**EXERCISE INSTRUCTIONS:**
Show each line from the entries below that contains the word "dark", copied in full.

**EXERCISE MATERIAL:**

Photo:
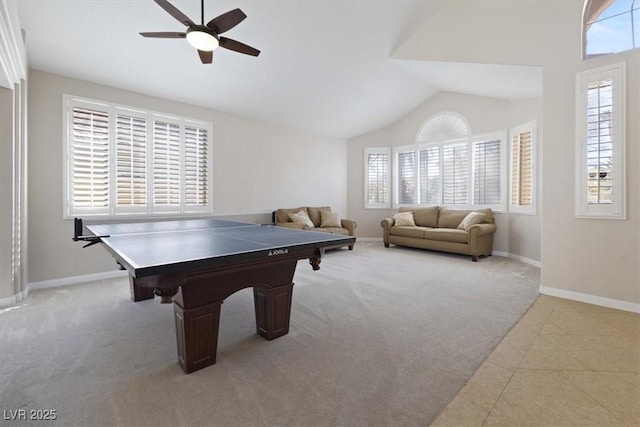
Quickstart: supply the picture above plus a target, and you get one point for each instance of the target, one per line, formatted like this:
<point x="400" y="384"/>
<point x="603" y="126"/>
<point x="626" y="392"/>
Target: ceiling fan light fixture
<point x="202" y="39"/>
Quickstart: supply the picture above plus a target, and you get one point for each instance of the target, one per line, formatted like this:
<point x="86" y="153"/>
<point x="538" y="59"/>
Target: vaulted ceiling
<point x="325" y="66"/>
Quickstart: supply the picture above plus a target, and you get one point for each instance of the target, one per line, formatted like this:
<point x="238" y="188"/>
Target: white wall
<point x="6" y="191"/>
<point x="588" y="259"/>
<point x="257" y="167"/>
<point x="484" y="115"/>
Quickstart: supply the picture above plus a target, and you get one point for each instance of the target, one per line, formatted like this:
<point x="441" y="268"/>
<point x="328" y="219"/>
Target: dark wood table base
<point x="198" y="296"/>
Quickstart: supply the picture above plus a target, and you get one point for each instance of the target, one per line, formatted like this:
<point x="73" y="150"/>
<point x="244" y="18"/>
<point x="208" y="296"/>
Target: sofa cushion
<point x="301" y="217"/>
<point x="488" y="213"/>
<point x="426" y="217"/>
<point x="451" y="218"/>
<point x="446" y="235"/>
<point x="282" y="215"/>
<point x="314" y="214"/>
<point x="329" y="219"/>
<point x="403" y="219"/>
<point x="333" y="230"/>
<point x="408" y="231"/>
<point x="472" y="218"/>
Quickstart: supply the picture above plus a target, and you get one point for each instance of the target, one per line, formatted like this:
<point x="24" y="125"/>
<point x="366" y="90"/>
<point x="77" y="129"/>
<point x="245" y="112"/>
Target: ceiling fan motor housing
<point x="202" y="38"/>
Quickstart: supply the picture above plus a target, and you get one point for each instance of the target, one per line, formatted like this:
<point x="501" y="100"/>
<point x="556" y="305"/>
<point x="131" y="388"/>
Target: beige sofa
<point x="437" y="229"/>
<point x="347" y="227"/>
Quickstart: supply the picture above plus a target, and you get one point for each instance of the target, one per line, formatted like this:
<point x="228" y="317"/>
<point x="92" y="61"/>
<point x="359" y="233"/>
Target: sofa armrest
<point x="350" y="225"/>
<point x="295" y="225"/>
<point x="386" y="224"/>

* * *

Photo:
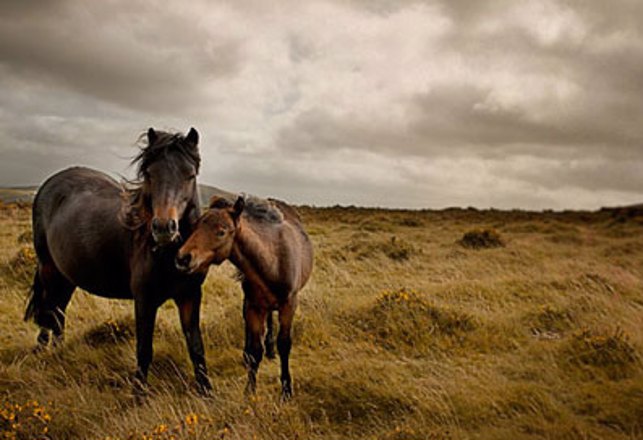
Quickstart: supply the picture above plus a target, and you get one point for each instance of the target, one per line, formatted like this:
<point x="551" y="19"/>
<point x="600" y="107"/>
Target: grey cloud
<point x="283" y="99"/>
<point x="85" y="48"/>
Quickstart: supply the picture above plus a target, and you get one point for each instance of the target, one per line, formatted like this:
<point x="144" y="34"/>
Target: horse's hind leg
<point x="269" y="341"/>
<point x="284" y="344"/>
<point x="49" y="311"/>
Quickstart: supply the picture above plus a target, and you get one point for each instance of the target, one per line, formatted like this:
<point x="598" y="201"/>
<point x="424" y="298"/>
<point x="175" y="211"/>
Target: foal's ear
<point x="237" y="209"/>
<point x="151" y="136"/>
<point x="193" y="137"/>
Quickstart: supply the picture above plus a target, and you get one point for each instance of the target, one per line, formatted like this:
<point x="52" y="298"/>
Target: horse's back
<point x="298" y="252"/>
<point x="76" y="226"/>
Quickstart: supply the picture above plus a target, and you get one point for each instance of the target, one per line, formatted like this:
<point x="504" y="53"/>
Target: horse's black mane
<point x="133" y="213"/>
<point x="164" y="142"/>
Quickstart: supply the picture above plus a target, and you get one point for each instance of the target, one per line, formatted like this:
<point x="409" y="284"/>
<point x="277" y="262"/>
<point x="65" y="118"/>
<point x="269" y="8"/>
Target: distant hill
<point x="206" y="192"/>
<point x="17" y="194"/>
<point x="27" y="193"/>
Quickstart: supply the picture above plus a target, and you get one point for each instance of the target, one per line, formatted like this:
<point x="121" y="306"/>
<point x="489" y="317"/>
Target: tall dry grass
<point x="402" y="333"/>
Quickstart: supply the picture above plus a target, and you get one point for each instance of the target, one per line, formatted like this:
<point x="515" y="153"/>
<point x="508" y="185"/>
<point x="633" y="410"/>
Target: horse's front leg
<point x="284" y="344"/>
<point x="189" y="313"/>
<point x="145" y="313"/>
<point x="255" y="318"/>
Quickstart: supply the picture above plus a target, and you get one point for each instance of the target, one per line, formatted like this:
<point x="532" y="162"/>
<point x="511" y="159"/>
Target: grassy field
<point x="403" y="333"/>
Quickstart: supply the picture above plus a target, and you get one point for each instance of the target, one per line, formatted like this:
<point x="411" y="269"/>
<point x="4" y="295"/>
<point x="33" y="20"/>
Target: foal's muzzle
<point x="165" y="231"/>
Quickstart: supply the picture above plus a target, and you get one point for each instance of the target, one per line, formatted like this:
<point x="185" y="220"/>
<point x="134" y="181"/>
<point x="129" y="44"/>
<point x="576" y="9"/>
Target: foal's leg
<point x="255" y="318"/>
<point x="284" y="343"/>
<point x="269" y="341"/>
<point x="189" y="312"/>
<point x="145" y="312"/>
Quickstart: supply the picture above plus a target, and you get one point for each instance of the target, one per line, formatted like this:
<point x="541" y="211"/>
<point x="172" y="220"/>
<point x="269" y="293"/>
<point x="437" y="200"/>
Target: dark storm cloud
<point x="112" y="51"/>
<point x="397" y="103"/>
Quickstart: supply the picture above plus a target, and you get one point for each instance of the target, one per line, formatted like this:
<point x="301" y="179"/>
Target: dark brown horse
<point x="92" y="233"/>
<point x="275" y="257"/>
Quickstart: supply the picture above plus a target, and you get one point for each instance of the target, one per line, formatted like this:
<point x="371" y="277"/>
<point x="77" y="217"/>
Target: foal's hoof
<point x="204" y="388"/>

**SOLUTION TO THIS PROBLEM:**
Target: dark wood table base
Target: dark storm cloud
Target: dark brown horse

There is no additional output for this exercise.